● PASSAGE PROVIDED:
════════════════════

Post by bambuko » Sat Jan 19, 2019 12:02 pm

Combined reply to all of you guys (and thank you for your contributions :thumbright: )
dewintondave wrote: Sat Jan 19, 2019 5:09 am ...I've been using the soldering iron to distribute the solder...
Yes, I've tried that as well, and apart from the difficulty of heating 1.5mm steel sheet
(particularly with high temp soft solder like Comsol, which melts at around 300degC),
soldering iron will not apply pre-tin in a thin even coat as well as one is able to do it with silicone brush.
At least this is my experience YMMV :)
Of course for brass, relatively thin and using standard tin/lead solder, there is nothing wrong with soldering iron.
philipy wrote: Sat Jan 19, 2019 7:41 am ...I stopped using Bakers Fluid years ago because it is so corrosive, especially when you knock the can over!
I prefer Fluxite which is much more controllable and less likely to cause a disaster...
I use dishwasher to clean and neutralise things after solderng - never had any problems with rust.
Used Fluxite and similar before and they are perfectly adequate for normal tin/lead and lead free, not sure about high temperatures
(I tended to end up with black mess 8) ).

════════════════════

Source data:
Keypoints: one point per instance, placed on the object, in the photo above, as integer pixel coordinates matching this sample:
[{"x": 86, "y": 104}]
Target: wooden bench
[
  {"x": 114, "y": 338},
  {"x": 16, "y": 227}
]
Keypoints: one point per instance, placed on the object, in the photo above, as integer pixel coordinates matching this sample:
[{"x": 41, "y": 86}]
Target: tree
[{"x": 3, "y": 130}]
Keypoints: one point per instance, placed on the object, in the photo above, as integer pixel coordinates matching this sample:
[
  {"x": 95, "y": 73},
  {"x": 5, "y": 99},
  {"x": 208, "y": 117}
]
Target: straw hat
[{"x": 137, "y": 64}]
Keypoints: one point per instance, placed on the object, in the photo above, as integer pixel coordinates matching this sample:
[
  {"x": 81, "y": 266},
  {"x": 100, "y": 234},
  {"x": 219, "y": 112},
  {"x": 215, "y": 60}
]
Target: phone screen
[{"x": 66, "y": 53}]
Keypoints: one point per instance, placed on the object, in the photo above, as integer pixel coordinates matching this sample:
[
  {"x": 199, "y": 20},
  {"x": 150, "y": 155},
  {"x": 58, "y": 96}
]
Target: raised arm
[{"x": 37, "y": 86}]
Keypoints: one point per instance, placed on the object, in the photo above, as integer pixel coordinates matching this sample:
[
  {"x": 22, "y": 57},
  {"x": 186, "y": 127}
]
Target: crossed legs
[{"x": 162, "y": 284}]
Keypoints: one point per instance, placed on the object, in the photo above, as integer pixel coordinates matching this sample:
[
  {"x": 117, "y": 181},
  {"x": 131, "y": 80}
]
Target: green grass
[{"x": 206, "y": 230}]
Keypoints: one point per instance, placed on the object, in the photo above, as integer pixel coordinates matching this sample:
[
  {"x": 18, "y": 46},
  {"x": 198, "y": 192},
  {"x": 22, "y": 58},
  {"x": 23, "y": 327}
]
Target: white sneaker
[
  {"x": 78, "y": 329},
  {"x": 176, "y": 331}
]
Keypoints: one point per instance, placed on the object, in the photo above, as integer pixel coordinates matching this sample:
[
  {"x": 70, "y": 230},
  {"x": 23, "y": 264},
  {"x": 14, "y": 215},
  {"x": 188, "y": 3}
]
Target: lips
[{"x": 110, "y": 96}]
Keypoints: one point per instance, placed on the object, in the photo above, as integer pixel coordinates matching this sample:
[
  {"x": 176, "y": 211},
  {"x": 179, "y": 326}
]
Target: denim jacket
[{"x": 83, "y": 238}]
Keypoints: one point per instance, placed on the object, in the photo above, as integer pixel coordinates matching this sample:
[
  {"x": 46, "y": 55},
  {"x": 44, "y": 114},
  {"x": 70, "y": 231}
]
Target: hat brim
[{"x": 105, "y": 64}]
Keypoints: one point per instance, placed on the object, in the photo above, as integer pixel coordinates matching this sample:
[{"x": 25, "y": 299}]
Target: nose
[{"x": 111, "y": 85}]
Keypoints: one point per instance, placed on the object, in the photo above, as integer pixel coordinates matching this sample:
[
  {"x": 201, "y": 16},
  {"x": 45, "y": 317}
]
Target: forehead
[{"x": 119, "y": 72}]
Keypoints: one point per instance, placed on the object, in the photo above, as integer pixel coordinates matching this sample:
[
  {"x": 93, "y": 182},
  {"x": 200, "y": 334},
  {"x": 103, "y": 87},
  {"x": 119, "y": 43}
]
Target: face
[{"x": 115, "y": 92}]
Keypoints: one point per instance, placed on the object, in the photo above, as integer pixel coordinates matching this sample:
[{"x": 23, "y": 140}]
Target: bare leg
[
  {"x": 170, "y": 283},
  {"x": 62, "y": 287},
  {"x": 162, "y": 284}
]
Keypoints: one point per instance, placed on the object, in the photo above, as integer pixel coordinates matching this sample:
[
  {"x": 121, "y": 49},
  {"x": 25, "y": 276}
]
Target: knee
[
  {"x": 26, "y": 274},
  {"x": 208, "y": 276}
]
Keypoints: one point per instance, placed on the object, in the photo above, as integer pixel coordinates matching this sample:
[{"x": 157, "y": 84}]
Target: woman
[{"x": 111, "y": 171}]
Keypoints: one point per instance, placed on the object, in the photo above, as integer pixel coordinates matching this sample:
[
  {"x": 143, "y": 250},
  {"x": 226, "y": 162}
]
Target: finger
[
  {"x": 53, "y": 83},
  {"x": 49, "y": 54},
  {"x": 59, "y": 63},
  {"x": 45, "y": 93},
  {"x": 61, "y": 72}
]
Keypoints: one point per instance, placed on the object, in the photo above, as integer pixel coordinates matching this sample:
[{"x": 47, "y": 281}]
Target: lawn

════════════════════

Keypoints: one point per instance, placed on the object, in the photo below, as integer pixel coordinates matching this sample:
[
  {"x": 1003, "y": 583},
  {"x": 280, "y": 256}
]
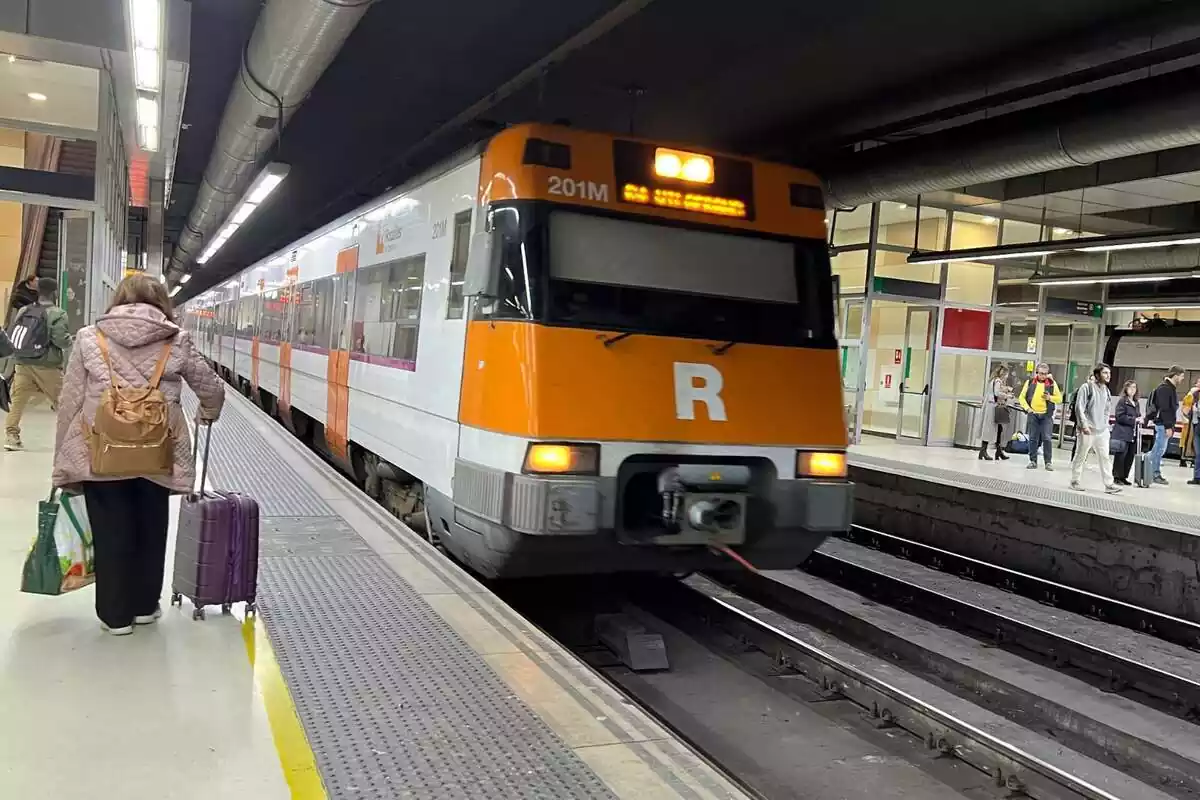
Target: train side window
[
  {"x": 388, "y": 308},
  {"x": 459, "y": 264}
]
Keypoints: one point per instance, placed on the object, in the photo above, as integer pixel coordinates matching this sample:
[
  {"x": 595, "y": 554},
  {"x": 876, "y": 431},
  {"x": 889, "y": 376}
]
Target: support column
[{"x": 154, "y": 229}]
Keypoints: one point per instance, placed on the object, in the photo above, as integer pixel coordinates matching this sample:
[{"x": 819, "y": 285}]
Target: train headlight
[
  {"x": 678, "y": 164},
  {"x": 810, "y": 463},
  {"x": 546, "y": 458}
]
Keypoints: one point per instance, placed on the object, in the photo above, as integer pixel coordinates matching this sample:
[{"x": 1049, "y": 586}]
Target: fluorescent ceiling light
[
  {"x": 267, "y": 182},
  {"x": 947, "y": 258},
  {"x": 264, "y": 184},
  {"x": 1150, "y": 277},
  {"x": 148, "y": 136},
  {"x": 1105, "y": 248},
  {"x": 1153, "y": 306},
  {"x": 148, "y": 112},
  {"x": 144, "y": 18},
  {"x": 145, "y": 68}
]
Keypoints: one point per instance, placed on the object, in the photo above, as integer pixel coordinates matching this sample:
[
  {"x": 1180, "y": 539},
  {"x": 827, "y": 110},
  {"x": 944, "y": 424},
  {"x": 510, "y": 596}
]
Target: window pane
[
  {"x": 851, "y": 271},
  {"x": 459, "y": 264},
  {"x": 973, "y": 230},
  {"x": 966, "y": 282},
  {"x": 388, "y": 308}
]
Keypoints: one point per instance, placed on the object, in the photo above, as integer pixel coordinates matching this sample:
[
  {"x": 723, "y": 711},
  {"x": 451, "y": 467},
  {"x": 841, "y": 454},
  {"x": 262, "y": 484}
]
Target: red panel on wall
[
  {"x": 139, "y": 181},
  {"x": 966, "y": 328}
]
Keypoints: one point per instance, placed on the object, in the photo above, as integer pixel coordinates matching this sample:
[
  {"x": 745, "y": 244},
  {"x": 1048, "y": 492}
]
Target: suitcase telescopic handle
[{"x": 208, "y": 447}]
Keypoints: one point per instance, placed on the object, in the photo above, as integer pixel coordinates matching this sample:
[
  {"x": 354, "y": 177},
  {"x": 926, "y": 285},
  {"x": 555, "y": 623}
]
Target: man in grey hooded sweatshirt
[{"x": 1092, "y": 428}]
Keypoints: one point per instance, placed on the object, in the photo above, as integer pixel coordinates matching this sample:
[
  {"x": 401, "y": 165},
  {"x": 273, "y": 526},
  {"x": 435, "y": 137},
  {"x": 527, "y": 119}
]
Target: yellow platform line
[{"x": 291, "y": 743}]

════════════════════

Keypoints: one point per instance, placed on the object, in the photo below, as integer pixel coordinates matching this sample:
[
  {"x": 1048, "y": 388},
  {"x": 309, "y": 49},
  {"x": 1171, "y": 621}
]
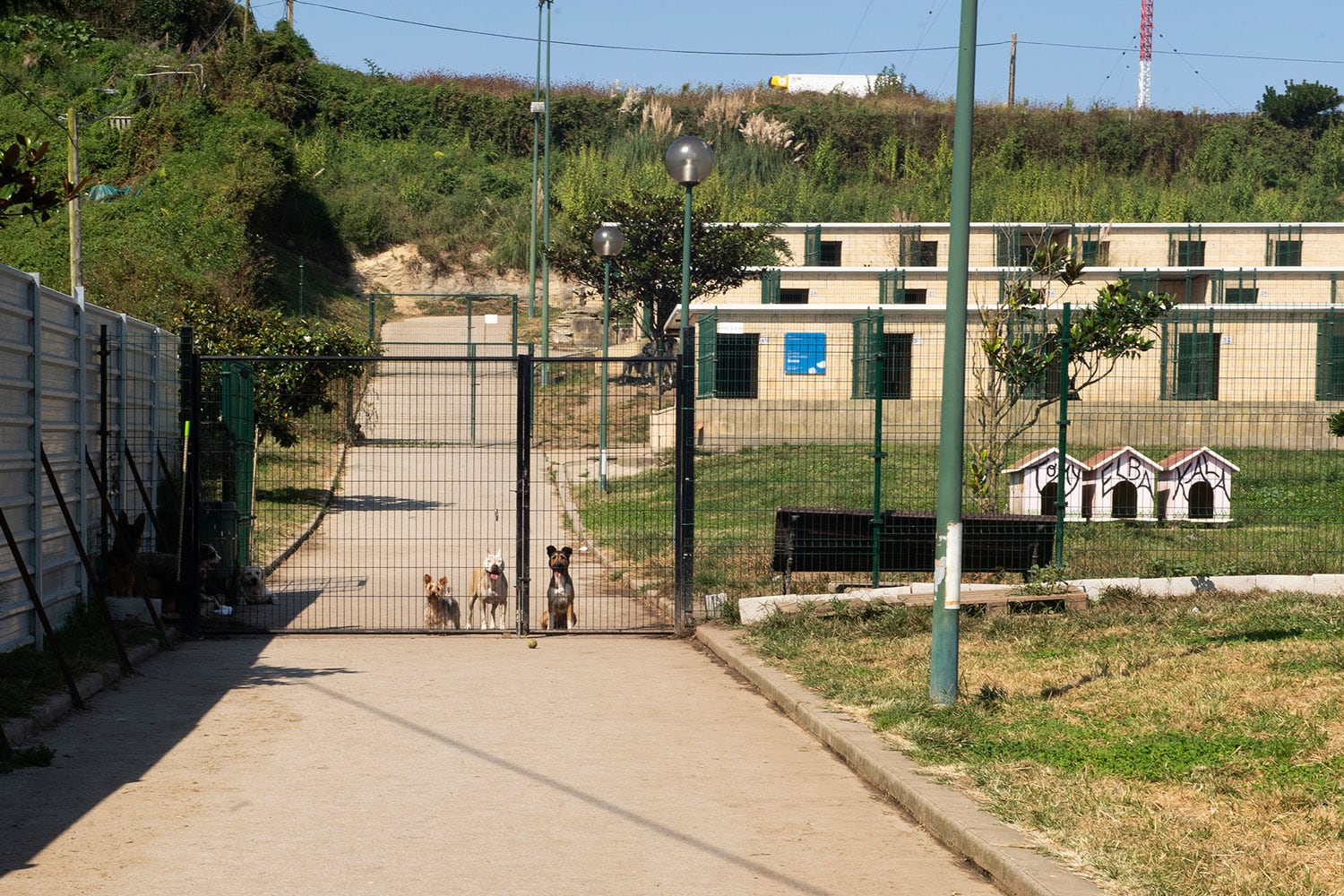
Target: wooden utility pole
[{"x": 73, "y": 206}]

════════════════════

● WRITTEN TASK:
Rewrite the soldering post, beginning at the words "Yes, I've tried" and stopping after "with soldering iron.", with "bristle brush" in place of "silicone brush".

● PROBLEM SOLUTION:
Yes, I've tried that as well, and apart from the difficulty of heating 1.5mm steel sheet
(particularly with high temp soft solder like Comsol, which melts at around 300degC),
soldering iron will not apply pre-tin in a thin even coat as well as one is able to do it with bristle brush.
At least this is my experience YMMV :)
Of course for brass, relatively thin and using standard tin/lead solder, there is nothing wrong with soldering iron.